> Fragmento de página
%%

Los
días lánguidos de otoño llegan a la isla con la nostalgia de una belleza serena
y luminosa, la acuarela del cielo pinta nubarrones que se dispersan en tonalidades
sin definir formas concretas, el frío no es invitado aun, nunca lo fue, es una aflicción
que la tarde revela meter en la cabeza y no consigue en los paseos, quitar los
calcetines a las sandalias de los guiris. Esa estampa montañosa mirando al
oeste, de una tierra de calimas, de trazos y sombras. El polvo de luz, contrasta
formando geometrías y halos paralelos que destellan en el horizonte realzando una
grandeza pictórica. Al fondo un Faro genuino con alma de auditorio se acuesta
sobre la playa para cantar la luz, al atlántico ese mar que nos separa y protege.
La
avenida de las canteras, es un paseo octogenario, un desfile de naciones, donde
África y Europa se dan la mano de la tolerancia, la mirada de lo exótico, Negros
sobre blancos con en el tapiz de un mar del norte sereno, que baña la barra para
sacar su espuma florecida como un largo huerto de rosas blancas efervescentes.
En el ajedrez de la avenida, entre el tumulto de bares, restaurantes, hoteles,
sombrillas y Palmeras asustadas y heridas, se cocina el tiempo de los sabores.
Olores especiados de la india, picantes de Marruecos, Masa parlanchina de Italia,
senectud ilustrada del norte de Europa, a chulería imperfecta de godo trasnochado,
a chinos silenciosos que invaden y mercadean la ruta de la chuchería oriental.

%%

> Qué hacer
Por favor, continúa el texto sobre el otoño en la isla desde el punto en que se detiene. Las líneas no guardan relación con el texto sobre el otoño en la isla.

> Material aportado
%%

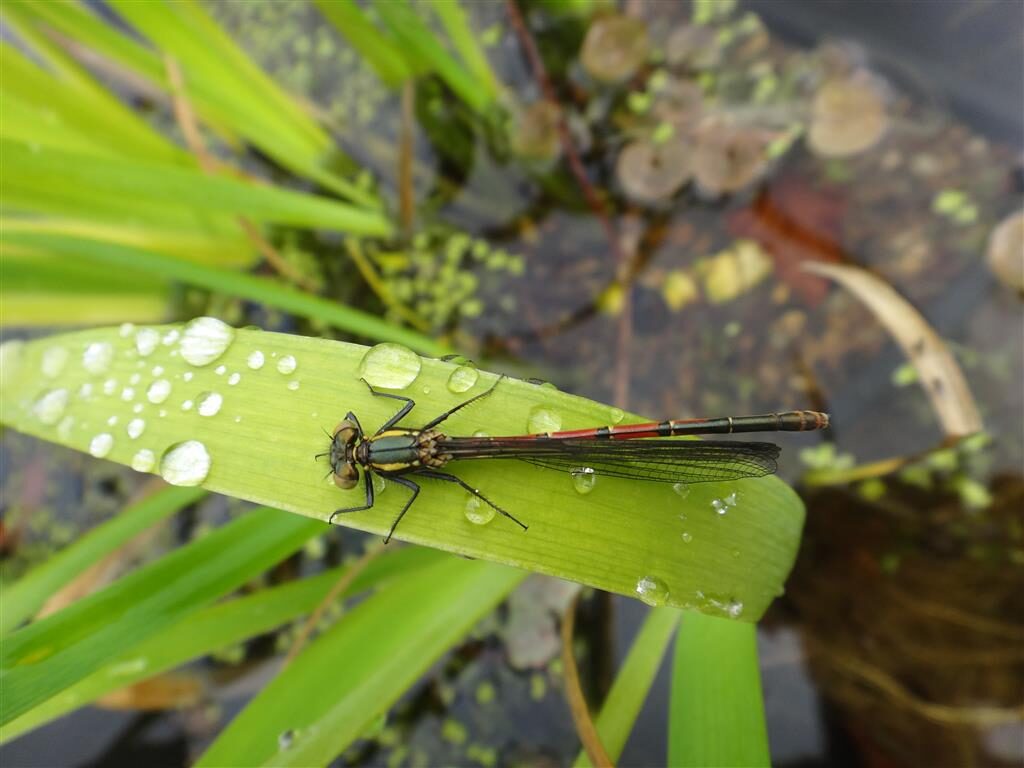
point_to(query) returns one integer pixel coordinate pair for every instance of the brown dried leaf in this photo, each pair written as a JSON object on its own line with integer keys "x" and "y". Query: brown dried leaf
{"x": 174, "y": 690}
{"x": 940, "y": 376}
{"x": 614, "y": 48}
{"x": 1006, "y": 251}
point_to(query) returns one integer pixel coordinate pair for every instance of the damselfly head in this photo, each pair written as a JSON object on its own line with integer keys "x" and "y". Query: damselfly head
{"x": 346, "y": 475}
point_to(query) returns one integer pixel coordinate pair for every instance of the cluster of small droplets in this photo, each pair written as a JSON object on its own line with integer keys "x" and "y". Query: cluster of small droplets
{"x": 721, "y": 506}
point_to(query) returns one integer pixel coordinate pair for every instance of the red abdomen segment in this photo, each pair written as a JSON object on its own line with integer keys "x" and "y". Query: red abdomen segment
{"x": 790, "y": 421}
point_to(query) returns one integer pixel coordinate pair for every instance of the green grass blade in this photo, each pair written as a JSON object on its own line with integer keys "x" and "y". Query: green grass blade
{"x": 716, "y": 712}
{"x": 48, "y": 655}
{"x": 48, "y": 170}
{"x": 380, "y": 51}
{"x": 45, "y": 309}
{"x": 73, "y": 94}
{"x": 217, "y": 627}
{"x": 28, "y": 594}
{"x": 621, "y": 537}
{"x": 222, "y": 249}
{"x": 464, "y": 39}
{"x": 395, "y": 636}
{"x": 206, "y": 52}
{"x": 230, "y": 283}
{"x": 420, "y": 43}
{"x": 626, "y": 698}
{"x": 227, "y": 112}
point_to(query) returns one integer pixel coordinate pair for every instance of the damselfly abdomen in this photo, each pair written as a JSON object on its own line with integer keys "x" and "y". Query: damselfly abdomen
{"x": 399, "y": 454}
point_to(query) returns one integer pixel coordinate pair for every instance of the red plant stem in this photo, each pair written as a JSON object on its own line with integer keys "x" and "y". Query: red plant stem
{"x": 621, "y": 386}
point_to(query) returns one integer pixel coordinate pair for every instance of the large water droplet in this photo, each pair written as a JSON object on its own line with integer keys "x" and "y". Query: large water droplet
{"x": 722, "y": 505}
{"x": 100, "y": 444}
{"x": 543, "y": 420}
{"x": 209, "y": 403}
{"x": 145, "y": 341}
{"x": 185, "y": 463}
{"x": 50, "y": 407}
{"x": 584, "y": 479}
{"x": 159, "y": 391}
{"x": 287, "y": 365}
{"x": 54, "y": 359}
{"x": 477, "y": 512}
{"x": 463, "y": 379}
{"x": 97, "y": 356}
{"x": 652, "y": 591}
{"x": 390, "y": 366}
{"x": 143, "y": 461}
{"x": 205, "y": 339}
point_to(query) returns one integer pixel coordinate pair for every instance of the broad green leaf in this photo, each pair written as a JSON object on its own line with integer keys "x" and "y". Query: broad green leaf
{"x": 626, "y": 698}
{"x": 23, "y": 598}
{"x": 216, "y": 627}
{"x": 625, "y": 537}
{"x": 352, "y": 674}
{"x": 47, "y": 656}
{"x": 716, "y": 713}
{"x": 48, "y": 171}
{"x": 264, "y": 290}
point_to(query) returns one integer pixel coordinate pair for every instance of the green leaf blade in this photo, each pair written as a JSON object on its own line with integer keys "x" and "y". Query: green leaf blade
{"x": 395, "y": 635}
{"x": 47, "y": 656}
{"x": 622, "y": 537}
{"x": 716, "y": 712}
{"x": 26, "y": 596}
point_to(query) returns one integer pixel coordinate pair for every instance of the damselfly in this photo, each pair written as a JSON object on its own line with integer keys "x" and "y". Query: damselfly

%%

> Resultado
Nadie puede con ellos -su paciencia infinita- su andar peregrino por el mundo
calla su lengua y fragua su espacio. En este zaguán antesala del nuevo mundo, donde
las corrientes culturales mediterráneas son suspiros del continente africano con
congruencias y sueños, los que bajan buscando sol y paraíso. Los que suben
buscando consuelo y oportunidades de dignidad, con el pasaporte de un viejo
continente que estira las patas en hamacas celestiales
La
playa de la revolución, de los surfistas, de los pescaderos, del cambullón, de
las colonias, la playa del sol perenne, de las naciones, la playa del folklore,
del puerto efervescencia de un mar amable, Las palmas de Gran Canaria es al Atlántico
un buque insignia varado en su playa. Un parque temático de nacionalidades, un
tendido hispano gritando fiesta, un crisol de culturas antiguas que se mezclan
con la revolución del nuevo mundo. Es una enorme estación de viaje, donde comprar
chucherías, tomar café, sol y mascar los chicles de la admiración y abandonarte
al victimismo de tu aventura.
En
la tarde, el mar sigue ahí, inmenso pensativo y generoso, lavando los pies de
sus discípulos con la marisma otoñal, apenas olorosa, con el rumor de unas panchas
olas apenas estruendosas, la arena pisoteada vuelve a renacer cada día, prepara
el mantel de una melancolía que atrapa al visitante y embobece a las palomas.
Las cortinas del paisaje playero -con la tierra adentro-, de ese inmenso teatro
del mundo va cambiando el decorado constantemente para evitar el tedio y
sorprende magistralmente cuando la calima produce la magia de su desfile bajando
a bañarse en su playa.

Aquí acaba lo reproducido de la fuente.